==== READING PASSAGE ====

As the sputtering economy sends shocks from Wall Street to Main Street, the reverberations are being felt on Beacon Hill, where key officials acknowledged yesterday that the signs are bad and the future may be even worse.
Income tax revenues are expected to shrink as the recession takes hold, worsening an anticipated $1.3 billion budget deficit. Municipal officials, heavily dependent on state aid, say their budget problems have already risen to crisis proportions.
State health program faces crucial fiscal choices. A12.
State Treasurer Timothy P. Cahill said yesterday that, yet again, he must borrow hundreds of millions in short-term notes to pay the state's bills - like a consumer using a credit card to make a mortgage payment.
All of this is set against the fact that the state already has the high est per capita government debt in the country - and now will be forced to borrow even more to keep a deteriorating transit system and its aging college campuses from completely crumbling.
"Every taxpayer and tollpayer in Massachusetts is overburdened at the same time as our infrastructure is about to implode," said Senator Mark C. Montigny, Senate chairman of the Joint Committee on Bonding, Capital Expenditures and State Assets and a New Bedford Democrat. "We are headed for a much more dangerous time than people realize. We've got all these nasty variables converging at the same time."
Governor Deval Patrick is readying a major economic speech in which he will discuss the effect on the budget, although it has not yet been scheduled, his aides said. House budget writers are beginning to craft a detailed budget for fiscal year 2009, and they will have to choose between raising taxes and fees and cutting programs.
"This has been the most difficult budget I've had to deal with," said Representative Robert A. DeLeo, a Winthrop Democrat who is in his fourth year as chairman of the House Committee on Ways and Means. "It's been further exacerbated by looking into the future."
Patrick submitted a $28.2 billion budget proposal in January that avoided large-scale cuts and included several spending initiatives and money-generating proposals - including $124 million from his ill-fated proposal to license three casinos, a plan that the House killed last week.

====

SHORT TASK A:
Copy the part of the article on the Massachusetts budget that opens with the words containing "Governor Deval Patrick" and closes with "and cutting programs.".

==== RECORDS SHOWN ====

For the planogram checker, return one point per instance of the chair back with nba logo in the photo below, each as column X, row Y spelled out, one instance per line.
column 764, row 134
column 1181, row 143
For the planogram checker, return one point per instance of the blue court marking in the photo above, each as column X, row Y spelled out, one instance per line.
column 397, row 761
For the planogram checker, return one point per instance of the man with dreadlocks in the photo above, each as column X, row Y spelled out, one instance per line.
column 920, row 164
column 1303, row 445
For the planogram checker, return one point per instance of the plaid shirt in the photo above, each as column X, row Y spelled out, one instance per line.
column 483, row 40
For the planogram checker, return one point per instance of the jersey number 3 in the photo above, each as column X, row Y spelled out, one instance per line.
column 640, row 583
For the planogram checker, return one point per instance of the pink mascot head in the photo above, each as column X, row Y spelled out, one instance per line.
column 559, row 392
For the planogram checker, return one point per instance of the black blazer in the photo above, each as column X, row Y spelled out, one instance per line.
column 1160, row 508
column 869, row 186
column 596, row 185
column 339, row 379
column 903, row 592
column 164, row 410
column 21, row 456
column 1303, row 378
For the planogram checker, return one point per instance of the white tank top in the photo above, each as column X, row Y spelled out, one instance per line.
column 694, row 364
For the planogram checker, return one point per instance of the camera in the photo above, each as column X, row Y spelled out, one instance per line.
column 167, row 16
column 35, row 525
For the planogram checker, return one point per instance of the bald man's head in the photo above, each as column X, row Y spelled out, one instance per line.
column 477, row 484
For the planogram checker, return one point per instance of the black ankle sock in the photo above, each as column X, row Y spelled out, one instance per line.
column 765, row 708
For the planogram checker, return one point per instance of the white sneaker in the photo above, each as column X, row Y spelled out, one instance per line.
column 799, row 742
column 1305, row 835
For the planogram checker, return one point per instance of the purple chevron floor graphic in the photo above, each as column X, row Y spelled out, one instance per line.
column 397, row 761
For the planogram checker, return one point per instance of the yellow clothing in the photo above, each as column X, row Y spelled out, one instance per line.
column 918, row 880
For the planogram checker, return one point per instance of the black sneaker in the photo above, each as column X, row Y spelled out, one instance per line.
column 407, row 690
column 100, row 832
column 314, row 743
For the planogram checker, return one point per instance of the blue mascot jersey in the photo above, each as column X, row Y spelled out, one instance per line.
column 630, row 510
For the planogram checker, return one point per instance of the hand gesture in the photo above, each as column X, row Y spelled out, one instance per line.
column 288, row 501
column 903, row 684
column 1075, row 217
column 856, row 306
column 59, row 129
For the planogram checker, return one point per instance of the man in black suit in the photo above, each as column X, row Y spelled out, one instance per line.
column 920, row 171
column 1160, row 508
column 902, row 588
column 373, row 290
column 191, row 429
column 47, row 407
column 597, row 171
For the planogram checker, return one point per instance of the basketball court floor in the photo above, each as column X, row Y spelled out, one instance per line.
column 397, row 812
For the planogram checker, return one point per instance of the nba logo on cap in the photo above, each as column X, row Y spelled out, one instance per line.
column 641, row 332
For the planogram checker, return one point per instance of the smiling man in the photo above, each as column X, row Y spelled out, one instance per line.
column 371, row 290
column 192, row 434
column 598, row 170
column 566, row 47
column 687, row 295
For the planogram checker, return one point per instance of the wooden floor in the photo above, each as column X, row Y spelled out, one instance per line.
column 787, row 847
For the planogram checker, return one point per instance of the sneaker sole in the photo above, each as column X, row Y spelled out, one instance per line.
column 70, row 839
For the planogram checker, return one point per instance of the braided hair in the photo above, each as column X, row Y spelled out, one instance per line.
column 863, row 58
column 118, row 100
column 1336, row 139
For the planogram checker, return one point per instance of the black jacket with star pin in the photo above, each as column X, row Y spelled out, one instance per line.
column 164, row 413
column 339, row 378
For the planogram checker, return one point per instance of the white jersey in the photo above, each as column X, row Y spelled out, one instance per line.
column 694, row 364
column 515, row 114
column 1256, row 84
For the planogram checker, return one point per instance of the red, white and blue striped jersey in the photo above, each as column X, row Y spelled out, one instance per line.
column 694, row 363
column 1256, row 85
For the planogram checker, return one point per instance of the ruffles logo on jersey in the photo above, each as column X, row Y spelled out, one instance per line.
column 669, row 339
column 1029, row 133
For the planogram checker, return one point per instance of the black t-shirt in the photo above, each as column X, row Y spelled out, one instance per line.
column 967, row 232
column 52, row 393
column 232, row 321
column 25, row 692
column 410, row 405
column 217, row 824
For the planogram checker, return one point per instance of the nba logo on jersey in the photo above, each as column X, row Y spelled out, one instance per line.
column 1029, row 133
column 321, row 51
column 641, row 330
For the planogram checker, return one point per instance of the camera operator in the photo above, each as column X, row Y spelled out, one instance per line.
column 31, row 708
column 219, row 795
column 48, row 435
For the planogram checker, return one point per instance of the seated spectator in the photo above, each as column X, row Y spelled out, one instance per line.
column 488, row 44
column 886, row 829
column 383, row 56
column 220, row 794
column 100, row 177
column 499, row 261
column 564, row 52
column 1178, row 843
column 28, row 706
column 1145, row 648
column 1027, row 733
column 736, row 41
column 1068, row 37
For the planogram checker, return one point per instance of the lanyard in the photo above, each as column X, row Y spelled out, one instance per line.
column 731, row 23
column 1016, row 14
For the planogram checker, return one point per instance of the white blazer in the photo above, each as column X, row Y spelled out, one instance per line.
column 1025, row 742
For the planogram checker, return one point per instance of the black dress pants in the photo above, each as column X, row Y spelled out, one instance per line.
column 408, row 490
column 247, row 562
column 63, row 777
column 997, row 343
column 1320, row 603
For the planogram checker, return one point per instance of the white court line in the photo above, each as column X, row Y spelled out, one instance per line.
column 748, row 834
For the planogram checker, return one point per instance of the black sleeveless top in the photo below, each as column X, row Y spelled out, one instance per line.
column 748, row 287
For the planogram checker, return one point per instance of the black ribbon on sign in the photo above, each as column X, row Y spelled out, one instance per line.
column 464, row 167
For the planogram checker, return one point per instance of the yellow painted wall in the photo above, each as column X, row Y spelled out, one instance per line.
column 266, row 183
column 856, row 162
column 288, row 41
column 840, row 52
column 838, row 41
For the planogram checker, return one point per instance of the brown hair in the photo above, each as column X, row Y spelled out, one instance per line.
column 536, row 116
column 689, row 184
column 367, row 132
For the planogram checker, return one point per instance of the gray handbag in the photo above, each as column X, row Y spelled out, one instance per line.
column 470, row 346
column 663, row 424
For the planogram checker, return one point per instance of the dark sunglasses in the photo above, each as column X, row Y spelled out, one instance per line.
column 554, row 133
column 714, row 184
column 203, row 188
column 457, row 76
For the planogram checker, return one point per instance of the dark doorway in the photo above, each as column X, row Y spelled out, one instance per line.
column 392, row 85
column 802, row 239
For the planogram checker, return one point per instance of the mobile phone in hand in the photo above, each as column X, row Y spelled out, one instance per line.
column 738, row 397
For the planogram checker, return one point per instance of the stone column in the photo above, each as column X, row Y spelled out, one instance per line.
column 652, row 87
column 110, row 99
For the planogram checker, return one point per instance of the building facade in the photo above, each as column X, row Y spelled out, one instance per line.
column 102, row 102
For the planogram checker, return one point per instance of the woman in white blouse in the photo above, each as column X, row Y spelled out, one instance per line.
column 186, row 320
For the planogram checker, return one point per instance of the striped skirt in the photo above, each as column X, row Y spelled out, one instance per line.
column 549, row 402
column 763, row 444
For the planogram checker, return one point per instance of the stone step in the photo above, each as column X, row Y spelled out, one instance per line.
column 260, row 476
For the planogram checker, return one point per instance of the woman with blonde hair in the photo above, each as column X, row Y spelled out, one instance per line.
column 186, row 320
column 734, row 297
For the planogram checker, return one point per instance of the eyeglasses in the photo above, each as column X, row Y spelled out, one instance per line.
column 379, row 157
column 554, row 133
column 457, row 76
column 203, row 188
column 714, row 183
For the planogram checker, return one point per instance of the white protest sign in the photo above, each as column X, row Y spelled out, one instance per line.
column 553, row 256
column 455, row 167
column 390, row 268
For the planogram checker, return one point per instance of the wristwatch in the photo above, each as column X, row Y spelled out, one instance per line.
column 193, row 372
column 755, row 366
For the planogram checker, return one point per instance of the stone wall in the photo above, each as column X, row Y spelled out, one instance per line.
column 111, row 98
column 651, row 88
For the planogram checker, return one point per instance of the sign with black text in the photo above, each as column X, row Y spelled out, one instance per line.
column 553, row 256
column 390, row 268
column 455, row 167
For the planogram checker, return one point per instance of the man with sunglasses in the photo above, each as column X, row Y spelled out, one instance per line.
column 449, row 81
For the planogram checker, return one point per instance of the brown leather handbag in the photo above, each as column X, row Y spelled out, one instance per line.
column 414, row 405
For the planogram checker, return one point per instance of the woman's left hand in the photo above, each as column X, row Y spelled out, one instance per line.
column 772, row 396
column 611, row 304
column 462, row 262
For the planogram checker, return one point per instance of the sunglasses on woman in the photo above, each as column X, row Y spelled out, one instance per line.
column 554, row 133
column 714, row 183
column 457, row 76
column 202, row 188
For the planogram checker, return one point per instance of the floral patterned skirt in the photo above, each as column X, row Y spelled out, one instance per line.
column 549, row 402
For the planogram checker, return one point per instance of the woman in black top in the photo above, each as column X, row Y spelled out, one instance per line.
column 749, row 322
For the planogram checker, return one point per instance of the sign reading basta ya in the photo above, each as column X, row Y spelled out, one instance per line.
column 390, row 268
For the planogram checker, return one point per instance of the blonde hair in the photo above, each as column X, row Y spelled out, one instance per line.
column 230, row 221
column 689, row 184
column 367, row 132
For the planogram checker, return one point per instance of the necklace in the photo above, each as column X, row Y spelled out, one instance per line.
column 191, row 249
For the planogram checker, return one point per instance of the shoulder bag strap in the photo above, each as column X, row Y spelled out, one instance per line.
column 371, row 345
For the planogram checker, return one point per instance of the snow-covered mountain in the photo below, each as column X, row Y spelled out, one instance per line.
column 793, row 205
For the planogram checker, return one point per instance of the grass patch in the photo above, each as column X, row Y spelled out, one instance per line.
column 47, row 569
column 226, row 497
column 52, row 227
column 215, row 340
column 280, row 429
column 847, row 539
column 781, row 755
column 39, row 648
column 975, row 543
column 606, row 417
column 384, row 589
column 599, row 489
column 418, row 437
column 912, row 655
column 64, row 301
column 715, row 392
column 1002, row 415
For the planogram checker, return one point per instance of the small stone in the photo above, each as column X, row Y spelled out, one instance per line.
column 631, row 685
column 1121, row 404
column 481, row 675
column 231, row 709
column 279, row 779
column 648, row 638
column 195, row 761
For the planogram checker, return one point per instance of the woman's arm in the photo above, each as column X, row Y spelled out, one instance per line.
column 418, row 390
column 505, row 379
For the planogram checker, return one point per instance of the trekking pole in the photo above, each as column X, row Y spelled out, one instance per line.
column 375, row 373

====

SHORT TASK B:
Set down the part of the records that opens with the line containing "the red, white" and closes with the line containing "column 1320, row 603", both lines included.

CORRECT RESULT A:
Governor Deval Patrick is readying a major economic speech in which he will discuss the effect on the budget, although it has not yet been scheduled, his aides said. House budget writers are beginning to craft a detailed budget for fiscal year 2009, and they will have to choose between raising taxes and fees and cutting programs.

CORRECT RESULT B:
For the planogram checker, return one point per instance of the red, white and blue striped jersey in the photo above, each as column X, row Y spelled out, one instance per line.
column 694, row 363
column 1256, row 85
For the planogram checker, return one point per instance of the ruffles logo on jersey in the photo above, each as column X, row Y spelled out, one instance per line.
column 669, row 339
column 1029, row 133
For the planogram checker, return one point per instance of the black t-shirt in the photo above, each as column X, row Y spelled out, one instance per line.
column 967, row 232
column 52, row 393
column 232, row 321
column 25, row 692
column 410, row 405
column 217, row 824
For the planogram checker, return one point per instance of the nba logo on jersey in the photo above, each as column X, row Y spelled out, one instance per line.
column 1029, row 133
column 321, row 51
column 641, row 330
For the planogram checker, return one point per instance of the camera operator in the photo above, each as column X, row Y spelled out, one instance per line.
column 31, row 708
column 219, row 795
column 48, row 435
For the planogram checker, return one point per instance of the seated spectator in the photo above, each as column X, row Y spelled out, one instance per line.
column 488, row 44
column 886, row 829
column 383, row 56
column 220, row 794
column 100, row 177
column 499, row 261
column 564, row 52
column 1178, row 843
column 28, row 706
column 1145, row 648
column 1027, row 733
column 736, row 41
column 1068, row 37
For the planogram checker, return one point per instance of the lanyard in the photo above, each as column X, row Y spelled out, one instance per line.
column 731, row 23
column 1016, row 14
For the planogram checker, return one point per instance of the white blazer in the photo above, each as column X, row Y spelled out, one instance per line.
column 1025, row 742
For the planogram checker, return one point per instance of the black dress pants in the photo above, each as column X, row Y spelled out, one instance per line.
column 408, row 490
column 247, row 562
column 63, row 777
column 997, row 343
column 1320, row 603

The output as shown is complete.